*Work to complete*.
Retype all of the data below word for word, leaving every line unchanged.
◆ ◆ ◆ ◆
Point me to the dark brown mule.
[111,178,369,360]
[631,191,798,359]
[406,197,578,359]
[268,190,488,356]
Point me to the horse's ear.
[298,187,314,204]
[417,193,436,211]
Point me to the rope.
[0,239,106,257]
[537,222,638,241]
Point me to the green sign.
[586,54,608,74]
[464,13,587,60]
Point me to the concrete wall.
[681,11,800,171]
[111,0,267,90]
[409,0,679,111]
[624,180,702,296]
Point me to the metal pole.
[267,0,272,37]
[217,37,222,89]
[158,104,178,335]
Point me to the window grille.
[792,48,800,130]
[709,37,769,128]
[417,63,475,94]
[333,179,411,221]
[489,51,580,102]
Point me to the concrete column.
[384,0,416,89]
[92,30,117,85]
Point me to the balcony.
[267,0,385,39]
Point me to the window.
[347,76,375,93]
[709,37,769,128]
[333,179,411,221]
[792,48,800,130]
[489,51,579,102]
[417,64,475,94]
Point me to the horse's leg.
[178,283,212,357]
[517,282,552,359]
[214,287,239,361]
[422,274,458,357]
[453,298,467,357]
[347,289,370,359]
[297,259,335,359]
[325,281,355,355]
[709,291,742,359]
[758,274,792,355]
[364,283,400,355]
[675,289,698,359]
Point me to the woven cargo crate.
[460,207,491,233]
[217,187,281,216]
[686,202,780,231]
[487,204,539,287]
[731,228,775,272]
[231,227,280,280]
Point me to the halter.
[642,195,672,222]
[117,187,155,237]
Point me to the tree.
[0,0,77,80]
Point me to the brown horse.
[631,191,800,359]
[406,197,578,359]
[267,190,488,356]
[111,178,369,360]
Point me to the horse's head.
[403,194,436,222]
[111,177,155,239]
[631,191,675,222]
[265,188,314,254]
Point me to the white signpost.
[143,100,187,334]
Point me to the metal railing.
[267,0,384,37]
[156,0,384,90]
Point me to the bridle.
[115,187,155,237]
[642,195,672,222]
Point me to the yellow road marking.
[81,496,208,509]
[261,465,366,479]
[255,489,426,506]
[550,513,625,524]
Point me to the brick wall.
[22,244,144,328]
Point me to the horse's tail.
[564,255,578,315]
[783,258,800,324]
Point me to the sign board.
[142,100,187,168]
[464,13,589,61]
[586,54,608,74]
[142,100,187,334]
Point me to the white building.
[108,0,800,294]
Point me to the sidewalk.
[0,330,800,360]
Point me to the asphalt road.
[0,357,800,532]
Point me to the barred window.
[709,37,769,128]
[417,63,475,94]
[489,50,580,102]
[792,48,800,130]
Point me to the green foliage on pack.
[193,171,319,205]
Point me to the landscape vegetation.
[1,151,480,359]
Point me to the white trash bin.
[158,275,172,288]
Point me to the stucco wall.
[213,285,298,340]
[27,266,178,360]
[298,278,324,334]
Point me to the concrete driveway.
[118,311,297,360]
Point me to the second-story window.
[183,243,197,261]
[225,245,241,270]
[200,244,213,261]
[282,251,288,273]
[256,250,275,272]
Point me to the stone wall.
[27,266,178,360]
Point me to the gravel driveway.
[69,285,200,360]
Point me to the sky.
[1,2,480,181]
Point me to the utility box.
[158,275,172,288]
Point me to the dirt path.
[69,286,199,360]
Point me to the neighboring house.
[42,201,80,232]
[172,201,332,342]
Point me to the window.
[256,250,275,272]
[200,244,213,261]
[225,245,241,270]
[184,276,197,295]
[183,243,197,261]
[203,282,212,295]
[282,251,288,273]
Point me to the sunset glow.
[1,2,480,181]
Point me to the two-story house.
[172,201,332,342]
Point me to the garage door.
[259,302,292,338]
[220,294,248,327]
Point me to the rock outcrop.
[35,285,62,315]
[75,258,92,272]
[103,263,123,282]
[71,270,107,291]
◆ ◆ ◆ ◆
*Solution*.
Point me to the dark brown mule.
[111,178,369,360]
[631,191,798,359]
[406,197,578,359]
[268,190,488,356]
Point me to the horse's ear.
[298,187,314,204]
[417,193,436,211]
Point me to the rope.
[0,239,106,257]
[537,222,638,241]
Point me to the green sign.
[586,54,608,74]
[464,13,587,60]
Point me to the concrete wall.
[681,11,800,171]
[111,0,267,90]
[409,0,679,111]
[624,180,702,296]
Point me to the metal pole.
[267,0,272,37]
[217,37,222,89]
[158,104,178,335]
Point me to the window grille.
[792,48,800,130]
[709,37,769,128]
[417,63,475,94]
[333,179,411,221]
[489,51,580,102]
Point me to the concrete column.
[384,0,416,89]
[92,30,117,85]
Point me to the balcony.
[267,0,385,39]
Point me to the window.
[347,76,375,93]
[709,37,769,128]
[333,179,411,221]
[792,48,800,130]
[489,51,579,102]
[417,64,475,94]
Point me to the horse's leg.
[178,283,212,357]
[517,282,552,359]
[214,287,239,361]
[422,274,458,357]
[453,298,467,357]
[347,289,370,359]
[297,259,335,359]
[325,281,355,355]
[709,291,742,359]
[758,274,792,355]
[364,283,400,355]
[675,289,698,359]
Point me to the woven cargo crate.
[460,207,491,233]
[217,187,281,216]
[686,202,780,231]
[487,204,539,287]
[731,228,775,272]
[231,227,280,280]
Point me to the halter.
[642,195,672,222]
[117,187,155,237]
Point me to the tree.
[0,0,77,80]
Point me to the brown horse.
[631,191,800,359]
[406,197,578,359]
[267,190,488,356]
[111,178,369,360]
Point me to the horse's head.
[403,194,436,222]
[111,177,155,239]
[631,191,675,222]
[265,188,314,254]
Point me to the white signpost.
[143,100,187,334]
Point me to the metal railing.
[267,0,384,37]
[156,0,384,90]
Point me to the bridle.
[115,187,155,237]
[642,195,672,222]
Point me to the yellow road marking.
[81,496,208,509]
[261,465,366,479]
[255,489,426,506]
[550,513,625,524]
Point me to the brick wall.
[22,244,144,328]
Point me to the horse's tail.
[564,255,578,315]
[783,258,800,324]
Point me to the sign board.
[142,100,187,168]
[464,13,589,61]
[586,54,608,74]
[142,100,187,334]
Point me to the white building.
[108,0,800,294]
Point me to the sidewalk.
[0,330,800,360]
Point me to the asphalt road.
[0,357,800,532]
Point me to the barred window.
[709,37,769,128]
[417,63,475,94]
[489,50,580,102]
[792,48,800,130]
Point me to the green foliage on pack.
[193,171,319,205]
Point me to the landscape vegetation.
[1,151,480,359]
Point me to the white trash bin.
[158,275,172,288]
Point me to the stucco wall.
[213,285,298,340]
[27,266,178,360]
[298,278,324,334]
Point me to the concrete driveway.
[118,311,297,360]
Point me to the second-story window.
[183,243,197,261]
[225,245,241,270]
[200,244,213,261]
[282,251,288,273]
[256,250,275,272]
Point me to the stone wall.
[27,266,178,360]
Point me to the gravel driveway.
[69,285,200,360]
Point me to the sky.
[1,2,480,181]
Point me to the utility box.
[158,275,172,288]
Point me to the dirt path.
[69,286,199,360]
Point me to the neighboring house.
[42,201,80,232]
[172,201,332,342]
Point me to the window.
[256,250,275,272]
[200,244,213,261]
[225,245,241,270]
[184,276,197,295]
[183,243,197,261]
[203,282,212,295]
[282,251,288,273]
Point me to the sunset glow.
[1,2,480,181]
Point me to the two-story house.
[172,201,332,342]
Point me to the garage door.
[259,302,292,338]
[220,294,248,327]
Point me to the rock outcrop.
[35,285,62,315]
[75,258,92,272]
[103,263,123,282]
[71,270,107,291]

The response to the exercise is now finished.